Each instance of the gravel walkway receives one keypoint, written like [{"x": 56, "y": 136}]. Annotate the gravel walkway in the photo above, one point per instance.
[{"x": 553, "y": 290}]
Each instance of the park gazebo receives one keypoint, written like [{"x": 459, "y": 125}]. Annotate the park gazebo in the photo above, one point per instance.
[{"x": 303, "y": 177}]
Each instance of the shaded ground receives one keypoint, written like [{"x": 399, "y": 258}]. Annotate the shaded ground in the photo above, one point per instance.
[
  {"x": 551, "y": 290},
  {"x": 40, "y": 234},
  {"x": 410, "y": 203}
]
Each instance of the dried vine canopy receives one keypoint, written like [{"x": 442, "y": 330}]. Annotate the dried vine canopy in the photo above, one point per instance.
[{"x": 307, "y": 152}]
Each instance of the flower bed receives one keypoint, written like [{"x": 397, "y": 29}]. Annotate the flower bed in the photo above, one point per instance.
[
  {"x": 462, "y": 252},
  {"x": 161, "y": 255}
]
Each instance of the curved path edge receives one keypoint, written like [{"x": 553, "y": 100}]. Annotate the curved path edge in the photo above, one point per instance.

WHAT THE EXERCISE ASKS. Retype all the material above precisely, with no line left out.

RESPONSE TO THE EXERCISE.
Each instance of the gravel walkway receives one keypoint, written like [{"x": 56, "y": 136}]. Annotate the gravel walkway in the photo above, one point per instance.
[{"x": 553, "y": 290}]
Each instance of the park gazebo receives one keypoint, written like [{"x": 459, "y": 125}]. Annotate the park gazebo in the photo above, one point per instance.
[{"x": 303, "y": 177}]
Each instance of the shaded ground receives one keypoint, written like [{"x": 399, "y": 258}]. Annotate the shaded ground in the photo above, one point per instance.
[
  {"x": 551, "y": 290},
  {"x": 40, "y": 234},
  {"x": 410, "y": 203}
]
Each instance of the dried vine canopy receives one keypoint, written like [{"x": 442, "y": 330}]. Annotate the dried vine canopy in the photo above, one point per instance.
[{"x": 307, "y": 152}]
Each instance of the flower bed receives one keypoint, written like [{"x": 397, "y": 29}]. Annotate the flower bed in the photo above, one point per instance.
[
  {"x": 462, "y": 252},
  {"x": 161, "y": 255}
]
Each instance of the curved path edge receives one keypoint, written like [{"x": 553, "y": 100}]. Annotate the curved path edge in the photo above, one point per instance.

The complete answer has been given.